**PROVIDED PASSAGE**
• • • • •

Systematic reviews of the literature are different from meta-analyses of individual patient data. The first approach is only based on fully published studies and provides an exhaustive and critical analysis of the topic with a methodology based on the criteria of Mulrow (1987) and with data aggregation when possible. The second approach is a new study taking into account all performed trials on the topic, published or not, requiring individual data update by the investigators. Our review thus took into account only fully published studies. We did not look for unpublished trials and abstracts because our methodology requires data available in full publications only. In addition, our review deals with prognostic factors studies and, as they are more often retrospective, it is much more difficult to identify unpublished data than for prospective clinical trials data.

As already highlighted in our previous meta-analyses, other potential biases such as language bias or problem in the method of extrapolation of the HR must also be considered (Steels et al, 2001; Meert et al, 2002a, 2002b).

• • • • •

**WHAT YOU NEED TO DO**
Retype the passage on systematic reviews and meta-analyses from "As already highlighted" to "al, 2002a, 2002b).".

**EXTRACTED INFORMATION**

• • • • •

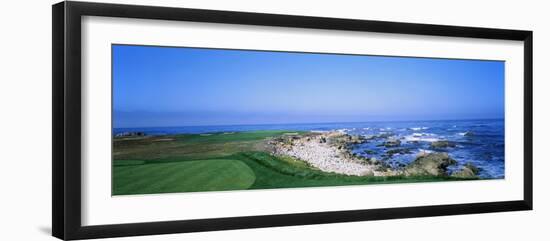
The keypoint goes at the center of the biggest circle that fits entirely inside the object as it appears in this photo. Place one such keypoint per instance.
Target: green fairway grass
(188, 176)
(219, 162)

• • • • •

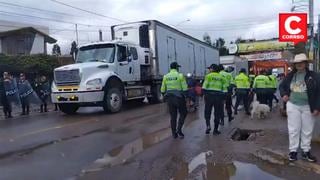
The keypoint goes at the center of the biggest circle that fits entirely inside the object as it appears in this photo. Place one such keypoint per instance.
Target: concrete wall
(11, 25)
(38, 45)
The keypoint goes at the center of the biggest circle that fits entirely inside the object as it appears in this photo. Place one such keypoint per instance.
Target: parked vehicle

• • • • •

**WORKED SOLUTION**
As already highlighted in our previous meta-analyses, other potential biases such as language bias or problem in the method of extrapolation of the HR must also be considered (Steels et al, 2001; Meert et al, 2002a, 2002b).